▶ PROBLEM STATEMENT
Extract each line of the records below that contains the string "with". Treat case as significant.

▶ SUPPLIED RECORDS
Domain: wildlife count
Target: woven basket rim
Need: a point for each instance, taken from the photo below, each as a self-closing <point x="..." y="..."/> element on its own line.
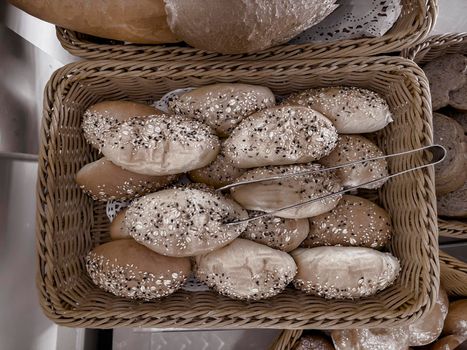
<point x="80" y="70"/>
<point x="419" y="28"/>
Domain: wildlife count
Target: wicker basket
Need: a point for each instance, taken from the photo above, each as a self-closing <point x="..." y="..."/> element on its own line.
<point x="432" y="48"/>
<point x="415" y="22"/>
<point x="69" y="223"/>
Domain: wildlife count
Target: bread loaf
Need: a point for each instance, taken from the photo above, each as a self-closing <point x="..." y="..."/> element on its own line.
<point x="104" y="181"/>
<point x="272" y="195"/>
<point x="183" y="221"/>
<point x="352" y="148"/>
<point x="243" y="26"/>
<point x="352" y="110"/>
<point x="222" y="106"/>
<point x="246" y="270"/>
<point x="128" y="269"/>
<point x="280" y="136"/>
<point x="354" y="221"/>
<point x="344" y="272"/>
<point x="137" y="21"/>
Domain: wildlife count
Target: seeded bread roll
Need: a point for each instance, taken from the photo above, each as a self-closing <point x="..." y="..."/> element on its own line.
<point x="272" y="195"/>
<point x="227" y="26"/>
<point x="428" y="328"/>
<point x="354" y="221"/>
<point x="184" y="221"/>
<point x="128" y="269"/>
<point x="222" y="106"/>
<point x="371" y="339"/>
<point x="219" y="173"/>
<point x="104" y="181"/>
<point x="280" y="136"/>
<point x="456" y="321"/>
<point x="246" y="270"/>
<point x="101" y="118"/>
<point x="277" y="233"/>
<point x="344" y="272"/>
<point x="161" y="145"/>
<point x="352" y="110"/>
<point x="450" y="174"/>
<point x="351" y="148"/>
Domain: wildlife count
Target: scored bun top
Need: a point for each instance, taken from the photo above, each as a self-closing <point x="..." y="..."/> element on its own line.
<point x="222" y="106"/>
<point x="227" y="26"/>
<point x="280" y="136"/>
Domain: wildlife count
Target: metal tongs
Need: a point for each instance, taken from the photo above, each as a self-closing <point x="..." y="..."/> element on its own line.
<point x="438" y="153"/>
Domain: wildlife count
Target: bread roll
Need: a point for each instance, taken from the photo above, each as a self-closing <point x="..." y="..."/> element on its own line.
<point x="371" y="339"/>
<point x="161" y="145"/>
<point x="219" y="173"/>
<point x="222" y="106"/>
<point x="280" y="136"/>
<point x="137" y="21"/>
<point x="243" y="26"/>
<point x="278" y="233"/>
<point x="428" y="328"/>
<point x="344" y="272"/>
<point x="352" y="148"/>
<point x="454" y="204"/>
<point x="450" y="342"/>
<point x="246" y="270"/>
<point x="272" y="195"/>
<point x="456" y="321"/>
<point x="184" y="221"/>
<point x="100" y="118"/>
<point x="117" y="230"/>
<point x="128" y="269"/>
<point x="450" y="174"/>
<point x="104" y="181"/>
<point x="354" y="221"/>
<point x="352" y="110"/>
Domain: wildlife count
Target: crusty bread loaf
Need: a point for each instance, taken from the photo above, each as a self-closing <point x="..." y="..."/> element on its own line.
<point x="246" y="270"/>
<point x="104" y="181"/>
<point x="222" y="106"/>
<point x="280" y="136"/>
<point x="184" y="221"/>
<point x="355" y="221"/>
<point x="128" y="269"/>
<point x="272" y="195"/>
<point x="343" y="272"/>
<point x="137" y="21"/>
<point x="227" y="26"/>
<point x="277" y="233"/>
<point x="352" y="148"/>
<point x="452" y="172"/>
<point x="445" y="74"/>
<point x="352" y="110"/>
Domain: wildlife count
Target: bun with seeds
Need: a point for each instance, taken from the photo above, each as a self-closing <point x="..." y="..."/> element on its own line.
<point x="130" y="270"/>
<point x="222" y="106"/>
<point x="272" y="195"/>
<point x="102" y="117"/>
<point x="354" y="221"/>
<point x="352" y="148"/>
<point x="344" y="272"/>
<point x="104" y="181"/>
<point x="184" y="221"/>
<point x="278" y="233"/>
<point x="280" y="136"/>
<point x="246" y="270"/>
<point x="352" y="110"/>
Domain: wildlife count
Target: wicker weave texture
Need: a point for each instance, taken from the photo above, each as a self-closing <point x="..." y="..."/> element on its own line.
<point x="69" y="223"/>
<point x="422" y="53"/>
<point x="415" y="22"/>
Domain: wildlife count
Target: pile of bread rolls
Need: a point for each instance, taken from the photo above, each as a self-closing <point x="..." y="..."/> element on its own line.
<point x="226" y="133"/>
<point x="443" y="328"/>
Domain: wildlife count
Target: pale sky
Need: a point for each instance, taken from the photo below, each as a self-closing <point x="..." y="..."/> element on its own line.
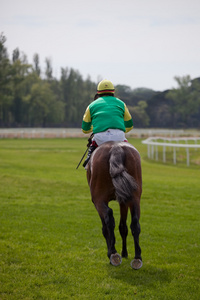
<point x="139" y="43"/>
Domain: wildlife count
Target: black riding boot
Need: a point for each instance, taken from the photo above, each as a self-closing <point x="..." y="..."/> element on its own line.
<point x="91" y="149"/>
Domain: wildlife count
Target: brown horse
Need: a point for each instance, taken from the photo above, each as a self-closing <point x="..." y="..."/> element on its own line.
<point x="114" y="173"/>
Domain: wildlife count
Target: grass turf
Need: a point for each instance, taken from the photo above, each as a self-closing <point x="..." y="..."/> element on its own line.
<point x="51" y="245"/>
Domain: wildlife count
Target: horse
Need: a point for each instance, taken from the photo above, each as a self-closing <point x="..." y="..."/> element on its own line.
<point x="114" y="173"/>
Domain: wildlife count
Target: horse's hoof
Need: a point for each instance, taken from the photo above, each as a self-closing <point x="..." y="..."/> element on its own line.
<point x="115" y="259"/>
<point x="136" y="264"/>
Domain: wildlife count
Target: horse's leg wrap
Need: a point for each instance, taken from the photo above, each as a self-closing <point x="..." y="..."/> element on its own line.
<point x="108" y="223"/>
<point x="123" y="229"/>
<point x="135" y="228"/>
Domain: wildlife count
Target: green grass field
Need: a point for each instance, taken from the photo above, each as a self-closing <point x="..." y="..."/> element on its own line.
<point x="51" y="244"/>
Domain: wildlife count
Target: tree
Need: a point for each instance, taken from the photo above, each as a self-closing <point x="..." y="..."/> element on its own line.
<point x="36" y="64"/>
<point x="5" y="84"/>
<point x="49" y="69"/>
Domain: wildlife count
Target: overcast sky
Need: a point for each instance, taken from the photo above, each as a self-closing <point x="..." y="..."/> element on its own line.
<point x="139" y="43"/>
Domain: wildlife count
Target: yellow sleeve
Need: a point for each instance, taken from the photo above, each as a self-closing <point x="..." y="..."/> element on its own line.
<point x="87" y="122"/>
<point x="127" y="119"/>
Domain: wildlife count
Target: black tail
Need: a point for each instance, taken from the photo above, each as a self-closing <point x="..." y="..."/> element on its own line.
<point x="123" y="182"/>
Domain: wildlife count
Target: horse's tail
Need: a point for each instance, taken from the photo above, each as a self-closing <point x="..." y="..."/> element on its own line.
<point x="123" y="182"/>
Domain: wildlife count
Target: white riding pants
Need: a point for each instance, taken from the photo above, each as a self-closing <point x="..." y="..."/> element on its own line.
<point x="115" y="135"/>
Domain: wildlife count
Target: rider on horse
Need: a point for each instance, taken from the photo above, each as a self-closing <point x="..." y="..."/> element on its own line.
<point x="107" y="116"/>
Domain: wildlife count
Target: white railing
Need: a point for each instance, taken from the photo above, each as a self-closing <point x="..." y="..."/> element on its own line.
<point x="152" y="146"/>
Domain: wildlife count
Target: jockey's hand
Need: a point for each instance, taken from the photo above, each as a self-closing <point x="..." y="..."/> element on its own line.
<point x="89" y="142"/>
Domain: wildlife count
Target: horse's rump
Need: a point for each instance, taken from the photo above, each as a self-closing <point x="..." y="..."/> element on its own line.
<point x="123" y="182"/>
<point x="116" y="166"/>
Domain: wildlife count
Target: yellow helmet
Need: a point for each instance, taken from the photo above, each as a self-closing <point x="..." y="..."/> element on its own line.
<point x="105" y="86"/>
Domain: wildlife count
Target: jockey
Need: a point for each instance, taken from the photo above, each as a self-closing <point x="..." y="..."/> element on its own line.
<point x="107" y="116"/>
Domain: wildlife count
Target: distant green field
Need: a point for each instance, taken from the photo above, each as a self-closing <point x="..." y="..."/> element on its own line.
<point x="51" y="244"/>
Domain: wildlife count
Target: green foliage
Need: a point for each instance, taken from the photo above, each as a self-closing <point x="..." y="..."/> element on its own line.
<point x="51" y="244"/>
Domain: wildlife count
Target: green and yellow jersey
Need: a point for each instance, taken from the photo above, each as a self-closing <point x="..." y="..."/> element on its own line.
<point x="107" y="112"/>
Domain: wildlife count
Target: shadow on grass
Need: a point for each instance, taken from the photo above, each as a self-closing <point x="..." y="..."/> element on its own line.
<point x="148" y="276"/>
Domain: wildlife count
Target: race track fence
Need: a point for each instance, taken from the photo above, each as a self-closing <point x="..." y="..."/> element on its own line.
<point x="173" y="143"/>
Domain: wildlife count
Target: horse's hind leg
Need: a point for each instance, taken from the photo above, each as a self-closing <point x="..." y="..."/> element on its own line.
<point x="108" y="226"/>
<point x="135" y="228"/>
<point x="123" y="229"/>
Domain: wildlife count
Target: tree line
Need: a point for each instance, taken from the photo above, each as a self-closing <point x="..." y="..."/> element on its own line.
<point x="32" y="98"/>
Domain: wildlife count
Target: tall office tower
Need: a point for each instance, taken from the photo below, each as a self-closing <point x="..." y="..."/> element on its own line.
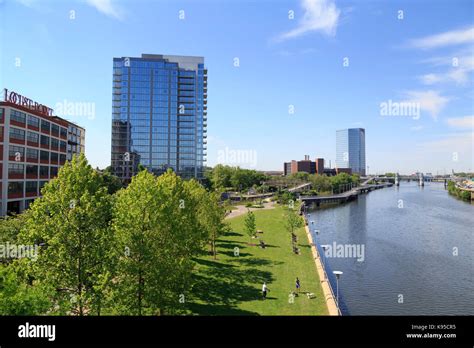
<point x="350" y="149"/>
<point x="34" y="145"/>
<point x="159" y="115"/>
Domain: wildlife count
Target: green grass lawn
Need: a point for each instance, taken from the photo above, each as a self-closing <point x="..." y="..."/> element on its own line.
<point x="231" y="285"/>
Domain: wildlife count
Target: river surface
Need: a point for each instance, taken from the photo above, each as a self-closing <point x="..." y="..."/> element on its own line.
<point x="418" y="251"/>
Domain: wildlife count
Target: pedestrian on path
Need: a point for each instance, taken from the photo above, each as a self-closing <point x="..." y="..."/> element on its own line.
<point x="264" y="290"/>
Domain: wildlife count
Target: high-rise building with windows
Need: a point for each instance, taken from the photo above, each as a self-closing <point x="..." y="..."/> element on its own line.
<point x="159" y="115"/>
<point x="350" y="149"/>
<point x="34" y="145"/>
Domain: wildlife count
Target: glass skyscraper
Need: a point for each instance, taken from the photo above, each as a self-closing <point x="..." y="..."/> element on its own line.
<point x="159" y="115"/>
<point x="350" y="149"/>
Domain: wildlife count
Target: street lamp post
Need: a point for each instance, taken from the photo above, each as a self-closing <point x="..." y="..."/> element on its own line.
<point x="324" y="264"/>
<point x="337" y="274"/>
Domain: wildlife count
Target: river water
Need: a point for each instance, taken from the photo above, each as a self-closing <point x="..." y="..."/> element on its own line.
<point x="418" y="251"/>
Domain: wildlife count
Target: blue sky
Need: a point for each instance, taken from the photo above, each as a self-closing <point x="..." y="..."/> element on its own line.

▶ THE COMPLETED TASK
Target: bun with seeds
Target: high-rise building with windows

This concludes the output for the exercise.